### SHORT EXERCISE
From the forum thread on linkage loop equations, print word for word the passage that opens with the words "6 commentaires" and closes with "them by 180/pi.".

### SUPPLIED PASSAGE
— BEGIN —

The equations are the loop equations for a simple linkage mechanism.
R*cos(x)-L1*cos(y)=L2*cos(p)
R*sin(x)-L1*sin(y)=L2*sin(p)
Where L1, L2, p are constants.
R is a known input
x and y are the angles I would like to find.
Does it start something like this after defining variables:
>> syms L1 L2 p R x y
The=solve(R*sin(x)-L1*sin(y)=L2*sin(p))
Any help would be greatly appreciated,
Mike
Réponse acceptée
Roger Stafford
le 4 Avr 2013
There is no need for the answer to be that complicated. Here is a method entirely independent of 'solve' and 'fsolve'.
R*cos(x)-L1*cos(y)=L2*cos(p)
R*sin(x)-L1*sin(y)=L2*sin(p)
L1*cos(y) = R*cos(x)-L2*cos(p)
L1*sin(y) = R*sin(x)-L2*sin(p)
Now square both sides of both equations and add them to get:
(L1*cos(y))^2+(L1*sin(y))^2 = (R*cos(x)-L2*cos(p))^2+(R*sin(x)-L2*sin(p))^2
L1^2 = R^2+L2^2-2*R*L2*(cos(x)*cos(p)+sin(x)*sin(p)) = R^2+L2^2-2*R*L2*cos(x-p)
cos(x-p) = (R^2+L2^2-L1^2)/(2*R*L2)
There are two solutions for x in the interval between -pi and +pi which can be obtained using matlab's 'acos' function (assuming the above argument is between -1 and +1). For each of these x values, a corresponding y can be found using matlab's 'atan2' function:
sin(y) = (R*sin(x)-L2*sin(p))/L1
cos(y) = (R*cos(x)-L2*cos(p))/L1
y = atan2((R*sin(x)-L2*sin(p))/L1,(R*cos(x)-L2*cos(p))/L1)
Thus there are two solutions for x and y lying within -pi to +pi. Any multiple of 2*pi can obviously be added or subtracted from either x or y for an infinitude of other possible solution pairs.
6 commentaires
Mike Scott
le 6 Avr 2013
Roger Stafford
le 6 Avr 2013
When you use matlab's functions 'sin', 'cos', 'tan', etc. their arguments must always be in radians. The functions 'atan2' and 'acos' return their results in radians. It is very easy to convert angles in degrees over to radian measure; just multiply by pi/180. You should therefore convert your p to radians before doing those computations and x and y results will also then be in radians. To get them back to degrees just multiply them by 180/pi.

— END —

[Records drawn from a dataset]
— BEGIN —

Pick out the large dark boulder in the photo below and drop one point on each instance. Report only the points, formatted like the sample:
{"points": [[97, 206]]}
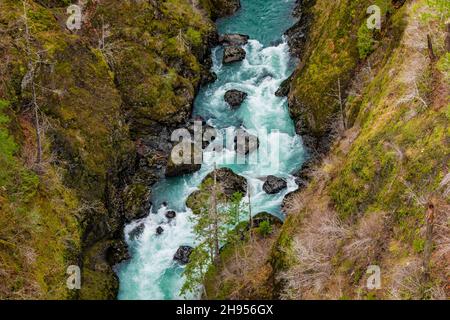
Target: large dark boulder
{"points": [[170, 214], [284, 88], [265, 216], [227, 182], [175, 169], [159, 230], [182, 254], [245, 142], [233, 39], [235, 98], [233, 54], [274, 185], [136, 232]]}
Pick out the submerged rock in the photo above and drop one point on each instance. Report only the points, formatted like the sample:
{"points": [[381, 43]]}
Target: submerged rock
{"points": [[159, 230], [233, 54], [174, 169], [274, 185], [245, 142], [233, 39], [235, 98], [182, 254], [265, 216], [136, 232], [171, 214], [284, 88], [209, 77], [228, 182]]}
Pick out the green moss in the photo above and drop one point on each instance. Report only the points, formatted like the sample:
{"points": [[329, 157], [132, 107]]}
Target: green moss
{"points": [[365, 41]]}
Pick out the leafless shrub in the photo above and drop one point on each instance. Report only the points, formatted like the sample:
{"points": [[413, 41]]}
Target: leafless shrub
{"points": [[407, 281], [365, 242], [314, 249], [442, 233]]}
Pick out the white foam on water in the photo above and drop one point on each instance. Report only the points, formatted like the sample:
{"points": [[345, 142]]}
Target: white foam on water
{"points": [[152, 273]]}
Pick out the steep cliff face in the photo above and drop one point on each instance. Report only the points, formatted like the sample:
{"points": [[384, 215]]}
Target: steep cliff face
{"points": [[380, 195], [106, 97]]}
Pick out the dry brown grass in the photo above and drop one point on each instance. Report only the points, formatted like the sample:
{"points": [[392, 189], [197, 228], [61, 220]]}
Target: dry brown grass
{"points": [[314, 248]]}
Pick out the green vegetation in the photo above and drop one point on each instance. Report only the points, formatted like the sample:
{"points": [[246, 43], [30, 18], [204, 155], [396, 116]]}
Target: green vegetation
{"points": [[98, 91]]}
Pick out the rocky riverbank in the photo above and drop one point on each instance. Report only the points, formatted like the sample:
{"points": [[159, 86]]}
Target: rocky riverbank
{"points": [[109, 96]]}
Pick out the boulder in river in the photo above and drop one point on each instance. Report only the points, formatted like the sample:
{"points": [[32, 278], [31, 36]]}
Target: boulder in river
{"points": [[136, 232], [171, 214], [274, 185], [265, 216], [233, 39], [159, 230], [182, 254], [174, 168], [228, 183], [209, 77], [233, 54], [235, 98], [245, 142], [284, 88]]}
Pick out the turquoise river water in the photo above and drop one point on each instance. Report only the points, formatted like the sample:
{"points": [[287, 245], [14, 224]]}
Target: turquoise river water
{"points": [[151, 273]]}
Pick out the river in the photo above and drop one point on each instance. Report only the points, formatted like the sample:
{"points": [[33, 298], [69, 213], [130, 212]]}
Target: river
{"points": [[151, 273]]}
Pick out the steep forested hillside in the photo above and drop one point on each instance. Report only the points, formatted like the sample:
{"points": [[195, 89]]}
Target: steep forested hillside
{"points": [[373, 108], [82, 114], [86, 117]]}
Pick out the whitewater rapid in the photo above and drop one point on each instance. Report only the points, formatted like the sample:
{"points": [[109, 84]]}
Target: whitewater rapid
{"points": [[152, 273]]}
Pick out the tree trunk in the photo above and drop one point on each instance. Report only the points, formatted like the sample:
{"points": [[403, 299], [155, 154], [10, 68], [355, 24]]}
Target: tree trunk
{"points": [[428, 240], [430, 49]]}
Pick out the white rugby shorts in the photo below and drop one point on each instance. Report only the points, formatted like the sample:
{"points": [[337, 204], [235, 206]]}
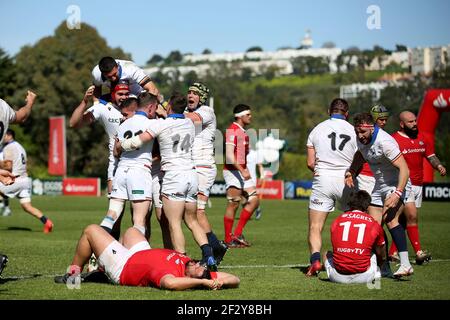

— END —

### EXPECTED ANSWER
6 commentaires
Mike Scott
le 6 Avr 2013
Roger Stafford
le 6 Avr 2013
When you use matlab's functions 'sin', 'cos', 'tan', etc. their arguments must always be in radians. The functions 'atan2' and 'acos' return their results in radians. It is very easy to convert angles in degrees over to radian measure; just multiply by pi/180. You should therefore convert your p to radians before doing those computations and x and y results will also then be in radians. To get them back to degrees just multiply them by 180/pi.